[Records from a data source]
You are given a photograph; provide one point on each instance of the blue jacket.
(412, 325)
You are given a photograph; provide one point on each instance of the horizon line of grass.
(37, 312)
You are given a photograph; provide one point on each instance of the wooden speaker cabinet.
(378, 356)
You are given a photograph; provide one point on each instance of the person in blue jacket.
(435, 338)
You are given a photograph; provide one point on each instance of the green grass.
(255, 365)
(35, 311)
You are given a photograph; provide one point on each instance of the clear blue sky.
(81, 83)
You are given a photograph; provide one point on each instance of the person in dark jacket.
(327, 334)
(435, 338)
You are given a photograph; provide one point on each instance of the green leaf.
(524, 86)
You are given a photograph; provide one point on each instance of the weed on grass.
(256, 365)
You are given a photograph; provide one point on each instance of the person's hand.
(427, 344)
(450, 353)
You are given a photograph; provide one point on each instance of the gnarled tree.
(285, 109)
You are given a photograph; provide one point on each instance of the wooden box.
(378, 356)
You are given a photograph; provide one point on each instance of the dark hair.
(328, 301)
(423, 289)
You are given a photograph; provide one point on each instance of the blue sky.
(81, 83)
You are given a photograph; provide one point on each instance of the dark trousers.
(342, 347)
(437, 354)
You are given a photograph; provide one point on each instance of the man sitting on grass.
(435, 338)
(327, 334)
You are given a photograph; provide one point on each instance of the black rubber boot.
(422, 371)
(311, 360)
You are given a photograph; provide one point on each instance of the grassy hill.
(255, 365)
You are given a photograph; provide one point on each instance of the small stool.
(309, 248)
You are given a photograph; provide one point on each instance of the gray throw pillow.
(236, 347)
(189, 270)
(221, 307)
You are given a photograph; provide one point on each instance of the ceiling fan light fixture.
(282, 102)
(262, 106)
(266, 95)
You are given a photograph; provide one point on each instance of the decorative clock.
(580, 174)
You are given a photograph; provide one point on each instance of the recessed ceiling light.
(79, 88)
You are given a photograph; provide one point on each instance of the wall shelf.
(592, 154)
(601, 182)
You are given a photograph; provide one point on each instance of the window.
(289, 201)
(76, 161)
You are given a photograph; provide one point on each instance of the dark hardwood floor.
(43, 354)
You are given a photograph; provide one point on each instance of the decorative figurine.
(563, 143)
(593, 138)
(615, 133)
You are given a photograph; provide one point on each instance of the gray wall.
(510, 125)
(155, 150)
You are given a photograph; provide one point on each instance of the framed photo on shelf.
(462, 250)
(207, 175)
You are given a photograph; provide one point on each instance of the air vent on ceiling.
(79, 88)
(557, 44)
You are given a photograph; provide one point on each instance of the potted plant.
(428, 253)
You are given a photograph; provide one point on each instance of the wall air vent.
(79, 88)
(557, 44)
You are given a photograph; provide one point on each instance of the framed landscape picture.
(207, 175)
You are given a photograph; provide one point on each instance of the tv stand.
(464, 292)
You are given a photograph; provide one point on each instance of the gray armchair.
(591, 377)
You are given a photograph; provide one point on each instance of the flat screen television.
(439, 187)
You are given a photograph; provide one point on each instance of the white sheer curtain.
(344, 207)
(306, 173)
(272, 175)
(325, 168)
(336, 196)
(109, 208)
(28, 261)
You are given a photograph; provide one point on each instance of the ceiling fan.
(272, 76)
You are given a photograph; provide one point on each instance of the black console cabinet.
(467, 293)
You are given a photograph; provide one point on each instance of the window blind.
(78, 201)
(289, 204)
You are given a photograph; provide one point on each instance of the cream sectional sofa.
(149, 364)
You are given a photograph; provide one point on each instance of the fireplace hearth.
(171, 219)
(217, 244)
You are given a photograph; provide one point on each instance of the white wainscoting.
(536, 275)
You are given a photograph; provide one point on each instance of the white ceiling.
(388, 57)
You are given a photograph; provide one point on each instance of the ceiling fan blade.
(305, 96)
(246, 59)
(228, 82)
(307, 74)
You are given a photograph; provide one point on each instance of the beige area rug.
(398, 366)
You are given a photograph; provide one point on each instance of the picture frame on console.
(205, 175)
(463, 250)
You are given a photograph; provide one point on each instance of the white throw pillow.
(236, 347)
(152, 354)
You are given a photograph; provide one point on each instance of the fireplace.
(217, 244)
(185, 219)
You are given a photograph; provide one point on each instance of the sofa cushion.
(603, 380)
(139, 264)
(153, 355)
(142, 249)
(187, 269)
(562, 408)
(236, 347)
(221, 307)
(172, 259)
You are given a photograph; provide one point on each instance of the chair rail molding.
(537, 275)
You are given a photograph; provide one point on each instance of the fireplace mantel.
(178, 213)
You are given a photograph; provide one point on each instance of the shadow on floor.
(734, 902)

* * *

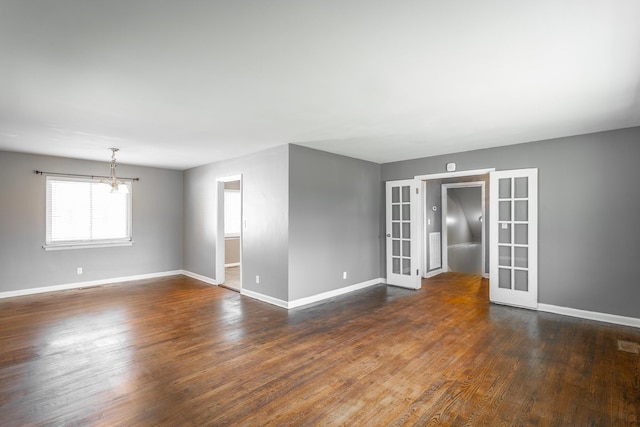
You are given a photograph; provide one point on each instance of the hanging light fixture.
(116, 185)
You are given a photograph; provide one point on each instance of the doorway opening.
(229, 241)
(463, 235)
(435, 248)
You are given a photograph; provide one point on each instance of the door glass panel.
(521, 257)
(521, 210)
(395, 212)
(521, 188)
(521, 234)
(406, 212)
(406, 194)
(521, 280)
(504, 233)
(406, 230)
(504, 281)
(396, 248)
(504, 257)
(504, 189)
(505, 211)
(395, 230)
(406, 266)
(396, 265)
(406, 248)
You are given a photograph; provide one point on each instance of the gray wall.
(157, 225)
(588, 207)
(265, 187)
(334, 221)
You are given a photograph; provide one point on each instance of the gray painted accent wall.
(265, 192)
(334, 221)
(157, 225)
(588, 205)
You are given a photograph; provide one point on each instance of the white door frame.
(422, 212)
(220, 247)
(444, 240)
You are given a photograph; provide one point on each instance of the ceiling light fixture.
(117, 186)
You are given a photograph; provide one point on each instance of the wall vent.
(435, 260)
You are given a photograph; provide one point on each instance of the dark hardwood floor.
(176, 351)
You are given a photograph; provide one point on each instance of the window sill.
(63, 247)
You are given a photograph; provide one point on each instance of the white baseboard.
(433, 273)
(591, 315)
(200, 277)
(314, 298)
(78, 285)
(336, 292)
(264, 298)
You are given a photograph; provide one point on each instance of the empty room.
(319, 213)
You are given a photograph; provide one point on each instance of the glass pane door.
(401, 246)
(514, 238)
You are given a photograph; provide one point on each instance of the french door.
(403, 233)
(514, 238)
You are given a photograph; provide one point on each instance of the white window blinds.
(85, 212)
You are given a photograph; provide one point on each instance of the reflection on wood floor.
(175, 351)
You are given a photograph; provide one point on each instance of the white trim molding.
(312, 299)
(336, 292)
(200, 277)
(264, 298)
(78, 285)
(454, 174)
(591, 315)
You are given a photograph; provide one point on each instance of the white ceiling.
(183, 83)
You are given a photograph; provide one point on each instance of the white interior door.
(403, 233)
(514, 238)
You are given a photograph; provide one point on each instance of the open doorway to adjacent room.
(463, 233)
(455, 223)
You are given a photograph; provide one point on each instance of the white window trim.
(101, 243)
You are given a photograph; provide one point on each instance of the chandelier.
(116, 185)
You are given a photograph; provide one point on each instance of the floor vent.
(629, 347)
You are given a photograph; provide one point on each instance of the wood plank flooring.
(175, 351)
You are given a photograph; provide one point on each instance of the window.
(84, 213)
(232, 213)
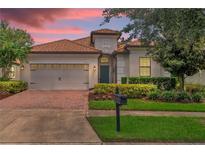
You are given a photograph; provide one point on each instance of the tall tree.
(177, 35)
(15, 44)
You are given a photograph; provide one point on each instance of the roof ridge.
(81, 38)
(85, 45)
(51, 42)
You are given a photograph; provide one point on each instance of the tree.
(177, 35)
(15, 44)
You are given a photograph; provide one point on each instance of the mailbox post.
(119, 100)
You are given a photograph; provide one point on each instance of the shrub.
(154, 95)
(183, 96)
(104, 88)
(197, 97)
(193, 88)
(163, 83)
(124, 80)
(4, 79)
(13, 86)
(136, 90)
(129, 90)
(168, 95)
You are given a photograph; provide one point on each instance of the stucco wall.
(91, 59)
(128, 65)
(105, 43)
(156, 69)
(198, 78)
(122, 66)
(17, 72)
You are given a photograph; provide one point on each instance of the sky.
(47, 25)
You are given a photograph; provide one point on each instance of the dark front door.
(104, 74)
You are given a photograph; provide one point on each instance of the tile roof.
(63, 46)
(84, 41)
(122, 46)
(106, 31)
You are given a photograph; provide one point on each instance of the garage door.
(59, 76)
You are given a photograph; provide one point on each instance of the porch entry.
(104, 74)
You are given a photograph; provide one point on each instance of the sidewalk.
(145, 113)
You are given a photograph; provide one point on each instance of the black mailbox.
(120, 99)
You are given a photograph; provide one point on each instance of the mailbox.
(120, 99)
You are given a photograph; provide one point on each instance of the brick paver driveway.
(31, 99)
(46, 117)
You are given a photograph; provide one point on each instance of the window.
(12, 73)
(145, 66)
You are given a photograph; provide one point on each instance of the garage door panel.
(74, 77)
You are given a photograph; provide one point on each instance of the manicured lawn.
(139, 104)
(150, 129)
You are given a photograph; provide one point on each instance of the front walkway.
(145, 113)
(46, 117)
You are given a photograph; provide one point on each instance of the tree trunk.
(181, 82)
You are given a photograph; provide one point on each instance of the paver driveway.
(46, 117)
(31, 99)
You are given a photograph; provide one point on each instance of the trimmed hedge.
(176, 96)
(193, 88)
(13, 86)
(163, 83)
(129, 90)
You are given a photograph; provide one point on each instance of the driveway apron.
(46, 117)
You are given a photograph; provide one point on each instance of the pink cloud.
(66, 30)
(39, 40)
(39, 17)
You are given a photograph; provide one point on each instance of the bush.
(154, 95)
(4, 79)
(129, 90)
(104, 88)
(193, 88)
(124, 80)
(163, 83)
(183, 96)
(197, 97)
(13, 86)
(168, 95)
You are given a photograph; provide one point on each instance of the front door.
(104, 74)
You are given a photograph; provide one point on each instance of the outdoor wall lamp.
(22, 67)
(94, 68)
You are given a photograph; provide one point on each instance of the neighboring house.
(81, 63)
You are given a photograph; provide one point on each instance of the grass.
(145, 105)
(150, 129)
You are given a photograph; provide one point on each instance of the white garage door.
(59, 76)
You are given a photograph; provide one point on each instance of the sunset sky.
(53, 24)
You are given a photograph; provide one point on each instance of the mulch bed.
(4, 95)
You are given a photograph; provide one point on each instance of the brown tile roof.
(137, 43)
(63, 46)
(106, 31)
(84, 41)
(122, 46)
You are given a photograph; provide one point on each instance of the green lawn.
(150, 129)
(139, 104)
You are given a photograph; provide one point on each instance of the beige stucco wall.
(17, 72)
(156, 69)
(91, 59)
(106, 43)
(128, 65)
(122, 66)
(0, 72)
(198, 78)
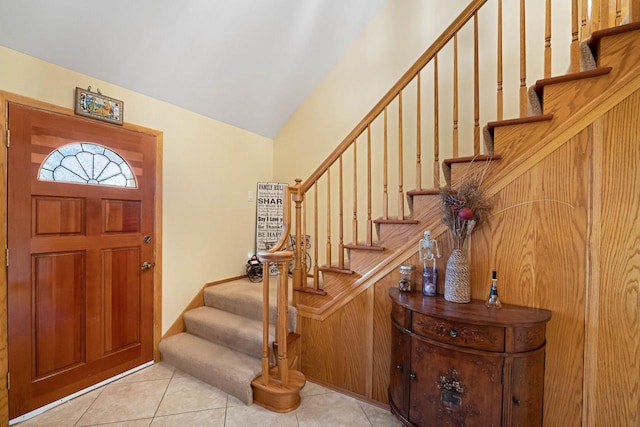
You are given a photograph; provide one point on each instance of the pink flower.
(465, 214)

**AIM OF THE EXERCISE:** Display each line of the data above that contains the word "black". Case matters.

**WRITTEN RESPONSE:**
You are given a photograph; provide one point on each instance of the black rubber boot.
You are given a photograph; provide one point on each instance of the black console cabinet.
You are given a photograph; provide one point on each instance of the black mailbox.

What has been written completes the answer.